• EXERCISE: Rewrite all of the material below, changing each "innermost point" to "deepest interior point" and keeping everything else the same. Leave the pictures out.

Stored entries
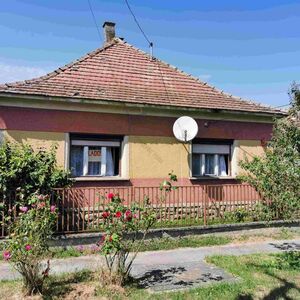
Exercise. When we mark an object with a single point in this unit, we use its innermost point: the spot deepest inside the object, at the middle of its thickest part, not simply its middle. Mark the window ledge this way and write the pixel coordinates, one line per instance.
(212, 177)
(98, 178)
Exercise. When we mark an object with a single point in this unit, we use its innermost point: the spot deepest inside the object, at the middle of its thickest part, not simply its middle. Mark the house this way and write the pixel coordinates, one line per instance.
(111, 114)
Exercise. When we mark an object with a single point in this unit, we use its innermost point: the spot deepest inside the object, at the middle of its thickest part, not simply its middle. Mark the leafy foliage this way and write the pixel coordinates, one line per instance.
(277, 175)
(27, 245)
(27, 171)
(126, 227)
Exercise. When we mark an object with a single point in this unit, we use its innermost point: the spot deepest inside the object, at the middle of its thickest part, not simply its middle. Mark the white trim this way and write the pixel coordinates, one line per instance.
(211, 149)
(103, 161)
(124, 172)
(67, 151)
(95, 143)
(216, 163)
(202, 172)
(85, 160)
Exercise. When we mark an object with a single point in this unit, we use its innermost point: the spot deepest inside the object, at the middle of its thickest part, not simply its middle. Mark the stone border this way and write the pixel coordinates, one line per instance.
(93, 237)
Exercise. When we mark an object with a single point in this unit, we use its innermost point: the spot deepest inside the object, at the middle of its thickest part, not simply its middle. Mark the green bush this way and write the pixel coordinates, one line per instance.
(25, 171)
(123, 224)
(27, 245)
(276, 175)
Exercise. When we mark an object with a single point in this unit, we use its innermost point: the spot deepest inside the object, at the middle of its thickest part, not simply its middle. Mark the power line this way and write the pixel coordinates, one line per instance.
(282, 105)
(138, 24)
(95, 21)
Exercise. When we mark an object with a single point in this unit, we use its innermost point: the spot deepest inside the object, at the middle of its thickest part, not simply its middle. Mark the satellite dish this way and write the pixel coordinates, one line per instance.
(185, 129)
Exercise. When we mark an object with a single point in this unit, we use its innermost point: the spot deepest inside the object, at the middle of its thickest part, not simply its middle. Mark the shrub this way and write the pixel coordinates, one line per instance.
(276, 175)
(125, 230)
(27, 172)
(28, 242)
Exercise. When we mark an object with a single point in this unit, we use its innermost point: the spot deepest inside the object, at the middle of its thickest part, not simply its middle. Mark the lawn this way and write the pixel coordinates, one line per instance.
(168, 243)
(261, 277)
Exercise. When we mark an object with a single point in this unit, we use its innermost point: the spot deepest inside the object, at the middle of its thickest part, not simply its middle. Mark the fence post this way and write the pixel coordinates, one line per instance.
(204, 210)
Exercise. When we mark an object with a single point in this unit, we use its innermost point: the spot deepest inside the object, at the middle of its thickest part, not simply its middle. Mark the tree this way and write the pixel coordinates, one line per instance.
(276, 176)
(26, 171)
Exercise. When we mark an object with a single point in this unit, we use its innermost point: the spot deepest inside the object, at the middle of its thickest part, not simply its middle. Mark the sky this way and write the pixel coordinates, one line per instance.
(248, 48)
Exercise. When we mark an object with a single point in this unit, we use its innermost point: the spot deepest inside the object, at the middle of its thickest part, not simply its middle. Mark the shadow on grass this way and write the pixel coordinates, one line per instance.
(61, 285)
(280, 292)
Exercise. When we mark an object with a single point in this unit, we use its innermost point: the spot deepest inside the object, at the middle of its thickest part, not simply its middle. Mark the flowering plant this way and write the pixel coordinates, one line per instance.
(27, 245)
(126, 227)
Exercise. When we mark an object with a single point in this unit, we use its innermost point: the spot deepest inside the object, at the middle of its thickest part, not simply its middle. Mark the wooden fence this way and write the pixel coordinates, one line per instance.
(80, 209)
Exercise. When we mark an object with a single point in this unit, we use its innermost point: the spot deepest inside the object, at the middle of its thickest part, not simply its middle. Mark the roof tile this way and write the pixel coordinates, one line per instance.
(120, 72)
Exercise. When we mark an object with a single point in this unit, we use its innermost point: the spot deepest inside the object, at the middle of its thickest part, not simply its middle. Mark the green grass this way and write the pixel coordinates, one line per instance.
(167, 243)
(261, 277)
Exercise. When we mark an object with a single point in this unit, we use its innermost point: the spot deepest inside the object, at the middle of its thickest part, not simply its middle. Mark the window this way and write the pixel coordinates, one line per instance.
(94, 157)
(210, 159)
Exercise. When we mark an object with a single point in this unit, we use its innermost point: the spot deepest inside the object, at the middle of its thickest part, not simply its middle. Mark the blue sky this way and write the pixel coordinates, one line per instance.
(247, 48)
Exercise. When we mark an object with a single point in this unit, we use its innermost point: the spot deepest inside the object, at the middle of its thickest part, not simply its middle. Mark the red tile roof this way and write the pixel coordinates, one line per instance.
(120, 72)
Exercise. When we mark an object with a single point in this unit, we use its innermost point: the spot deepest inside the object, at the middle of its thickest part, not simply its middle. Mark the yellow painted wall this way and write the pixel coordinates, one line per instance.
(40, 140)
(155, 157)
(245, 149)
(147, 157)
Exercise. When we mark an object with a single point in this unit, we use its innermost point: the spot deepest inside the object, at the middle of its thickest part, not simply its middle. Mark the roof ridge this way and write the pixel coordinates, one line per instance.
(250, 101)
(63, 68)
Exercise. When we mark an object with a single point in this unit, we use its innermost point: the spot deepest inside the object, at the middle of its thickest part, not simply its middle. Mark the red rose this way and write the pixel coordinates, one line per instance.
(110, 195)
(118, 214)
(105, 214)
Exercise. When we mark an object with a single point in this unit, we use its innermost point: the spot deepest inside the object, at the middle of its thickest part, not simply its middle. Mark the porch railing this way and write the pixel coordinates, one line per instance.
(80, 209)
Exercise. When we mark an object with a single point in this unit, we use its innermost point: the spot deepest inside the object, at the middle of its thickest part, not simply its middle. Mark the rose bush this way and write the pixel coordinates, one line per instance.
(126, 227)
(27, 246)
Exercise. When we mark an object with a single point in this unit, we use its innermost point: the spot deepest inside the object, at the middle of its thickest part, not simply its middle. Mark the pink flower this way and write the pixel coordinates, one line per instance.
(24, 209)
(80, 248)
(6, 255)
(110, 195)
(40, 197)
(102, 240)
(28, 247)
(128, 215)
(105, 214)
(41, 205)
(118, 214)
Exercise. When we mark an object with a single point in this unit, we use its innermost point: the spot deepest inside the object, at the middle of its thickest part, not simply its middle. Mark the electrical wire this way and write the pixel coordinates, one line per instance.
(95, 21)
(138, 24)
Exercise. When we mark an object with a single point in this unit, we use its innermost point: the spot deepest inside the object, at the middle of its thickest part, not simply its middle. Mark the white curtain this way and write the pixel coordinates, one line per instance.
(110, 168)
(222, 165)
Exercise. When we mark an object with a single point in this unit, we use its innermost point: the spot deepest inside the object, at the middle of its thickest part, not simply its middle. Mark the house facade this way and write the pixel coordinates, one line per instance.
(111, 114)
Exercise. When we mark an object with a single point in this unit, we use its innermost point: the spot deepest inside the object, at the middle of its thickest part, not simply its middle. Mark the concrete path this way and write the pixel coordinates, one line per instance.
(147, 261)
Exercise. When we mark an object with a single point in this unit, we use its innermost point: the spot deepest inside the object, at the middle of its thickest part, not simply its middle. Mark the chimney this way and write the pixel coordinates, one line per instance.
(109, 31)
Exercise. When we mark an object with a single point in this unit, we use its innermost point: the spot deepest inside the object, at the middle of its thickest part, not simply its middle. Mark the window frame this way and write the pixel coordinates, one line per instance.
(228, 143)
(94, 140)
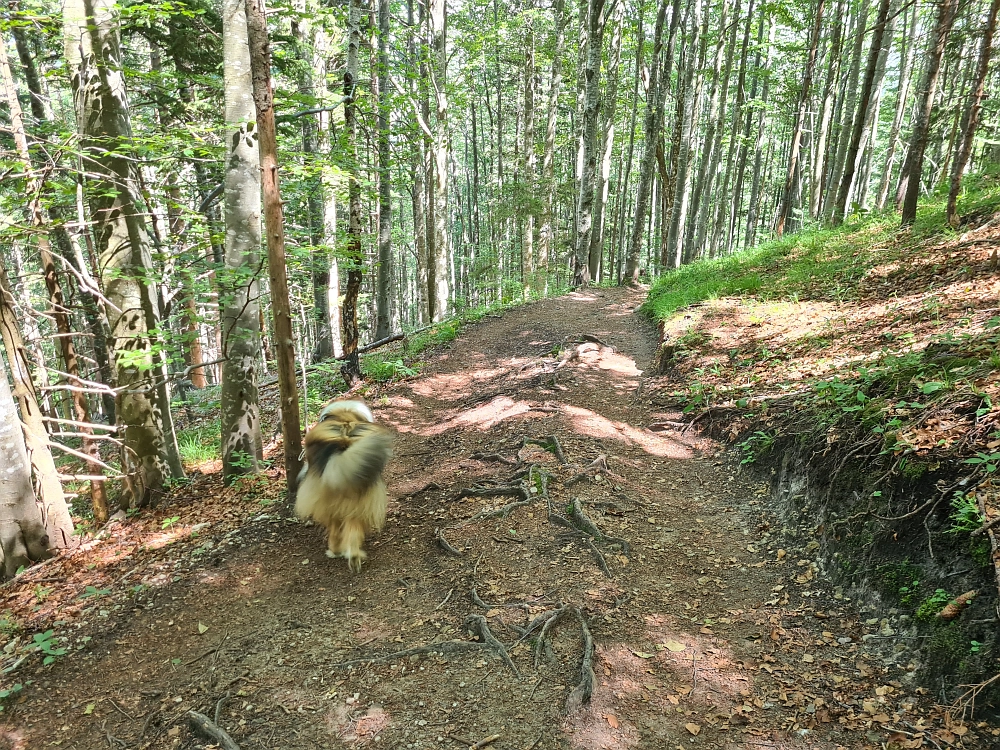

• RESULT BELOW:
Exercise. When we mark an object with a single point in this unit, we use its deepest interior point: the spot deepest inside the object, at the middle of its thickest part, not simply its middle. Mark the window ledge this way and write the pixel coordinates, one line per instance.
(212, 177)
(98, 178)
Exercise. When we mark an object with a single point in this unit, we use its deepest interior point: the spot deepest inside the object, at the middle of its thickest part, not simply its middle. Mark the house this way and write the pixel coordinates, one line per instance.
(111, 114)
Exercise. When we mark an object with a single point in this unit, we use its deepest interior point: the spot deepest inside the object, at the middle of its thickest part, not simply its middle. Mark the leafy foliage this way and write the pixel coordinates, one line per instance.
(277, 175)
(27, 245)
(27, 171)
(126, 227)
Exercise. When we mark an object with a single point in this unit, we use its deepest interior point: the spot deepest inside the object, at the middle of its thickest part, not simply its middle. Mark the white trim this way and write the pixel coordinates, one line per instance.
(211, 149)
(103, 161)
(124, 172)
(67, 151)
(95, 143)
(216, 163)
(202, 172)
(85, 160)
Exercise. When we mark an object with a single point in this unit, we use its deepest interior point: the spot deepest inside the object, at the middle of its thickest part, not simply its middle. Mark the stone border this way and write the pixel coordinates, one line per instance.
(93, 237)
Exercise. When we mark an object with a single point in this unit, we use its deepest interior point: the spot deepest inside the object, at the middle of its thickest part, not simply its middle. Mark the green bush this way and write the pixel coordinates, one line per instance.
(25, 171)
(123, 224)
(27, 245)
(276, 175)
Exercise. When we mark an object with a single point in this unit, we use its deepest interior point: the spot deepest inside the object, at the middle of its thickest part, not simply its middle. Mark the power line this way and write the pixel coordinates, one line per instance.
(282, 105)
(138, 24)
(95, 21)
Exercise. When we mark an object with a single point in this unit, we use its deepest interior point: the spot deepest inside the object, at the middle of its thickest part, not simply its middle. Mark the satellite dish this way and write the pixel coordinates, one line per instance.
(185, 129)
Exercise. When we mark an object with a single point in this unit, we use its deepest interior point: the spot deepest inside the object, at the middle of its thickest part, not simply its middle. Mark the shrub this way and write the pixel coordinates, one line per instance.
(276, 175)
(125, 230)
(27, 172)
(28, 242)
Exercise. When we mark an object with a single point in this unit, we use its deepest interior point: the spot deepest inside the object, at the middle of its thickest part, not simply its middle. Mark the lawn this way and write the pixel coordinates, one line per instance.
(168, 243)
(261, 277)
Exercise. When we mark an object with a single point in this unit, we use its deepest interior point: the spot deepest inside the object, at the middle of its thickest part, not simply its middle. Mark the fence post this way and write the pixel coordinates, one line per instance.
(204, 210)
Exercise. When we mark an object with a single point in this unit, we use its deepest interior point: the spot deepest inside the object, at the middle of its thickest part, not simply its middle. Mark the tree this way and write the pixel coordinates, one line per instance.
(276, 176)
(26, 171)
Exercise. When we mark an object with a single point in this unit, we use its deepest interior point: the spot deepest inside the object, at the middle of its thickest part, not simply its middle. Mark the sky this way and write the pixel coordinates, one line per instance.
(248, 48)
Exercise. When we mark an object with a single point in this unit, we use its deepest interior point: the spot deepest inside the object, at the middle of its thickest part, not simply its middle. Mark the shadow on grass this way and write the pixel coordinates, one line per instance.
(61, 285)
(280, 292)
Exercise. When we mark an object with a single point in this unit, we use its deepest interior point: the spot deepest inside the object, at the middle of its thickest part, not simply its middle. Mark the flowering plant this way and write the pixel coordinates, one line per instance.
(27, 245)
(126, 227)
Exercise. When we mark an object with a single point in this unit, we use its deepest interior point: the spot deepest inside the object, at the middle of its thickest part, not simply its middle. Mark the wooden fence this way and write the pixel coordinates, one line per instance.
(80, 209)
Exercise. When we mark an object with a single point in this unit, we use its deepest interior point: the spot deepest inside the object, at the middle of its thickest part, not simply its middle. Mark the roof tile this way and write the pixel coordinates, one line per instance.
(120, 72)
Exercise. When we mark an object with a single point in this unit, we use its deepest interior point: the spot deepest inside the object, at the middle of its thickest part, not simply its middle. Mark the green grass this way and write the pixel coordinates, one line per instance.
(167, 243)
(261, 277)
Exercise. When we mark an object with a single point in this unit, we use its deepest interior point: the spot deepest inside the object, at the middle of its thickest part, not simply its middle. Mark the window this way and write the pixel coordinates, one line per instance.
(94, 157)
(210, 159)
Exercise. When we mark an object with a single point in this unit, we use its deepest interior point: the spot deepest inside the object, at the middle of its thickest part, not simply its middle. Mark the blue sky this way and write the pixel coordinates, one line per instance.
(247, 48)
Exercise. When we mark an object with a single point in this unit, we use its deepest interior point: the spot deepest inside the object, at the middle of its thickest part, not simply its middle. Mark the red tile roof this way and write the pixel coordinates, one line per instance.
(120, 72)
Exercise. When we mark an object with a single point in this unit, we use its deepest interior point: the spot deepest inside the object, at the middle of its thickest part, not simply its middle. Mark the yellow painted wall this way and write the pixel coordinates, one line per instance.
(40, 140)
(155, 157)
(245, 149)
(147, 157)
Exercise. When we mark an object with a single point in this unit, we use its deepest interior point: the spot deepest inside the object, at the middle of its thickest part, not simply its middle. Mark the roof ridge this way and write the pixel coordinates, one line per instance.
(250, 101)
(63, 68)
Exercise. When we mark an object with a single point in this unit, we use its deepest interior point: the spot deepest inside the object, at the middle of its thickest part, not simply its middle. Mark the red rose this way and write the pixel coordinates, one line per instance.
(110, 195)
(118, 214)
(105, 214)
Exercise. When we mark an object with a single point in this unit, we use its deepest interior point: the spot deepest inside the object, at the middle of its thickest part, not simply its middle. Mark the porch railing this way and write the pixel coordinates, one line per instance.
(80, 209)
Exercise. When we mark an object with a single point in this unit, we use its deepest interior point: the spot deepest inside the object, at the middle of its thickest part, not simply its middle. Mark the rose bush this way and write the pixel coordinates, one line per instance.
(126, 227)
(27, 246)
Exercise. When we mark an object with a single point in this unit, we use its deepest interior point: the spot deepest inside the object, at the middle of its thickest part, not simply its middle. Mark the pink flower this way and write the pixel coordinates, one line per instance.
(24, 209)
(80, 248)
(6, 255)
(110, 195)
(40, 197)
(102, 240)
(28, 247)
(128, 215)
(105, 214)
(41, 205)
(118, 214)
Exercise. When we mark an object with a single point in this unit, we use its deepest interior point: the spot deepest inside the object, at the middle of its thickest part, not simply its middle. Mark the electrical wire this way and write the pixel coordinates, one line per instance.
(95, 21)
(138, 24)
Exercise. When we mark an object with a single point in this unit, we use its deepest interior point: the spot deepest inside the object, at the middle of its thickest part, not simply its middle. Mark the white curtain this way and write the pixel coordinates, one line per instance.
(110, 168)
(222, 165)
Exercise. When we mark an object with a single point in this unit, we use its deepest interior point: the spot deepest inside the object, at the middle of its thickest part, not simply its middle. Mark the house facade this way and write the pixel coordinates, one line per instance.
(111, 114)
Exercise. When we mark an object with a single point in this unit, we use its deepest interior point: the spot deepest inside the object, at the middle of its thickest part, not simply its middle. Mark the concrete path this way and write the pixel coordinates, one line per instance.
(147, 261)
Exercise. When we mark an object with a single point in this unit, we use its deepest interior point: the spot deepest inside the object, at the middle of its thickest part, not simply its middle. Mark the chimney this way and write the pixel coordinates, one line per instance.
(109, 31)
Exercise. When we mark an object with a single point in this unit, we use its deepest interior point: the spot deepest inside the object, at the middle of its thickest part, not simply its middle. Mark the window frame this way and write the pixel coordinates, one line per instance.
(228, 143)
(94, 140)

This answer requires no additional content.